## begin

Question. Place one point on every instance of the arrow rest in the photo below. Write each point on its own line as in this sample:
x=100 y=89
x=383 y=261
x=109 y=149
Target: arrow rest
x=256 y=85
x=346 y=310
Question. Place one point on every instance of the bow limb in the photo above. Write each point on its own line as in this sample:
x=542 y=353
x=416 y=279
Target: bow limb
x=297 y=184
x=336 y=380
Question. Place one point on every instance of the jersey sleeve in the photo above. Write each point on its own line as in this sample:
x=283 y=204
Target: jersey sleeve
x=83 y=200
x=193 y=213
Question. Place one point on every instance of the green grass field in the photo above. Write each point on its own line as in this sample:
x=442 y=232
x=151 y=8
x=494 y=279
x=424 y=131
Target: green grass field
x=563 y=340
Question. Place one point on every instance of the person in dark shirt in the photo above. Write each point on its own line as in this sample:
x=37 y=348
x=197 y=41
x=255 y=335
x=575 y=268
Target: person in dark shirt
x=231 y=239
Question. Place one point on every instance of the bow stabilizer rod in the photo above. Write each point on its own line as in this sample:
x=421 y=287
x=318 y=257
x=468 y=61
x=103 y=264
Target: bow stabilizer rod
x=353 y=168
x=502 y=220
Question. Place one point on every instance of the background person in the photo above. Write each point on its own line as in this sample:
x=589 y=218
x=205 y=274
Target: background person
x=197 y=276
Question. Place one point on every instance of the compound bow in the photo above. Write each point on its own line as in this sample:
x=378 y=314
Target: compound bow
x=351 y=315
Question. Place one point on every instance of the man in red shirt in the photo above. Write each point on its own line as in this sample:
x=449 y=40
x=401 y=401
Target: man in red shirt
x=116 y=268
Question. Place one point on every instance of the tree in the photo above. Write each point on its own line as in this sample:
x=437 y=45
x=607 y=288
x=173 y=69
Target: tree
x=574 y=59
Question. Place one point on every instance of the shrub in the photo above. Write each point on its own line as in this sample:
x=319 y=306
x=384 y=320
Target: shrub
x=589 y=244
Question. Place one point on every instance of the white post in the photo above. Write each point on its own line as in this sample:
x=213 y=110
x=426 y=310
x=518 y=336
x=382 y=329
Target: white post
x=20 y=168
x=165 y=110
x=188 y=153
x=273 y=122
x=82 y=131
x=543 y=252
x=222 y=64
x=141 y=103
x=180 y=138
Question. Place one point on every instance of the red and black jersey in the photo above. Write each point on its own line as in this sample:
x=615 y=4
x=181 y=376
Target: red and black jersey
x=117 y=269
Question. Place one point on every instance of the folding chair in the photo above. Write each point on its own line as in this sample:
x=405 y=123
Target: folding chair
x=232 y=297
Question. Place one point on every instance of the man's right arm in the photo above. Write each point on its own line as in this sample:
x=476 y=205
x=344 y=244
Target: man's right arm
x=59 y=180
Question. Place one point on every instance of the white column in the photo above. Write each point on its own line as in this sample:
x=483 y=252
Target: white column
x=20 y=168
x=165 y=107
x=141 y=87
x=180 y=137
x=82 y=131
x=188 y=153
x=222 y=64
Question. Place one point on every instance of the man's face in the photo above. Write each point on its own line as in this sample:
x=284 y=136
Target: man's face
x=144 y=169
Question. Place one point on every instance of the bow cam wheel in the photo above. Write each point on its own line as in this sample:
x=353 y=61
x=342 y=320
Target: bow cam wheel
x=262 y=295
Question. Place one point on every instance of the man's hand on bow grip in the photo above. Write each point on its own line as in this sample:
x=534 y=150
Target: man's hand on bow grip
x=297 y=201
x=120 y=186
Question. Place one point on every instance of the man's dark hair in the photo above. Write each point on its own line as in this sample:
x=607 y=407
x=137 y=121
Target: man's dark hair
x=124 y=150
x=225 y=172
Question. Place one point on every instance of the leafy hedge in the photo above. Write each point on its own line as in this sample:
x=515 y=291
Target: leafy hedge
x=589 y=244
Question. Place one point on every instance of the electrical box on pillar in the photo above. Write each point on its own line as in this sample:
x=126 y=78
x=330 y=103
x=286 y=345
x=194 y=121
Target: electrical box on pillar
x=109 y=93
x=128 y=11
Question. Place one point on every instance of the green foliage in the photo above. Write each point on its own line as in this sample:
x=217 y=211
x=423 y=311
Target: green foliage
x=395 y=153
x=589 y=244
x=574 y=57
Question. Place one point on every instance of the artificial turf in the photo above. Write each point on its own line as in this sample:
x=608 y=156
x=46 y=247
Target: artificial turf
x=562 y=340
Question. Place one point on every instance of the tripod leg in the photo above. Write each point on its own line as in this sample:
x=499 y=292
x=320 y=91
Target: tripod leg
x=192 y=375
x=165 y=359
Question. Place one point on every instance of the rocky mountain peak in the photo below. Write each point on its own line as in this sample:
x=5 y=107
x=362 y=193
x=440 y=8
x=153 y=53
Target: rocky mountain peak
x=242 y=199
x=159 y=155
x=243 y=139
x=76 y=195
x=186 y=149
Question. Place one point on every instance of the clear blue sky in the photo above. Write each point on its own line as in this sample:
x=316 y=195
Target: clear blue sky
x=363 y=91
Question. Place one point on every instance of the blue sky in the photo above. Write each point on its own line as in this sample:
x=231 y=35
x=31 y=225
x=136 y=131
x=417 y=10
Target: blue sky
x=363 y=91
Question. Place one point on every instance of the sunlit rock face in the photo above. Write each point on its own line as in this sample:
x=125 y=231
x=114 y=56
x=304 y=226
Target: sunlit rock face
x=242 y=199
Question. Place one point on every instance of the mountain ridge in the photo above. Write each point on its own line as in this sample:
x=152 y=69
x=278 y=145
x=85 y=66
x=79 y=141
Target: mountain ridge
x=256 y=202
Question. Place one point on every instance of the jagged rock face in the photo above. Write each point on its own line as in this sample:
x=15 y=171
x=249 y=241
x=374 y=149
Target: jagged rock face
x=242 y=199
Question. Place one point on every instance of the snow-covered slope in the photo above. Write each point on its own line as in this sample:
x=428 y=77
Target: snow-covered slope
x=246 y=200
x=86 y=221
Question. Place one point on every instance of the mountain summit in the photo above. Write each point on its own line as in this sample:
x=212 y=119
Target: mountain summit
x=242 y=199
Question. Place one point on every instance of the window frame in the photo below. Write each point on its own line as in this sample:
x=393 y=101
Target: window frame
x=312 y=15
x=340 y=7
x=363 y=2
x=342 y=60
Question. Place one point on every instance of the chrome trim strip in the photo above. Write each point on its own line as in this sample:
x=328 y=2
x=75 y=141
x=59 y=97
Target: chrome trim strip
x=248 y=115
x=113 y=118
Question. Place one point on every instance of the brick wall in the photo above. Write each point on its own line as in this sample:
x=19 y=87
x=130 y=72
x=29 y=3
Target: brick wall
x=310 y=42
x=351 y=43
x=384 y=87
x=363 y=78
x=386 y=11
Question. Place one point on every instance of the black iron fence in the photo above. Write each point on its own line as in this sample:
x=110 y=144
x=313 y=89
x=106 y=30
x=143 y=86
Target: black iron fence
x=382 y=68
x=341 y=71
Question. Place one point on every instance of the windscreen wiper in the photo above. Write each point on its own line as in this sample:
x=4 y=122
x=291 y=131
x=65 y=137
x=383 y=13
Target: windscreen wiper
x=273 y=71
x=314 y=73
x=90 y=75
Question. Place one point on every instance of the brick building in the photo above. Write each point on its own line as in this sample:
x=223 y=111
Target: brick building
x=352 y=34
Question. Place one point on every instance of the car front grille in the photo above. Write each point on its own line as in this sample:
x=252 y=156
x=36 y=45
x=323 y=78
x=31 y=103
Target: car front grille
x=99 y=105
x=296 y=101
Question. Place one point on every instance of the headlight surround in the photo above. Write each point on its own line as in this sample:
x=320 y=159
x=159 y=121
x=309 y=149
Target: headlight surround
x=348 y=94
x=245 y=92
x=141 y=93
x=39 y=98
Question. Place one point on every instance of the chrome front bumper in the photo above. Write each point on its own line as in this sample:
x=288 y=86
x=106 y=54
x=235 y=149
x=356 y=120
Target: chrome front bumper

## end

Set task
Reproduce the items from their first line through the line containing "x=346 y=310", both ends included, adding 59 to each x and y value in the answer coordinates. Leave the sample coordinates that show the format unchanged.

Task output
Question. Place one point on every instance of the arrow rest in the photo below. Write each point on its own line as in this sample:
x=100 y=89
x=383 y=261
x=109 y=149
Target: arrow rest
x=315 y=144
x=405 y=369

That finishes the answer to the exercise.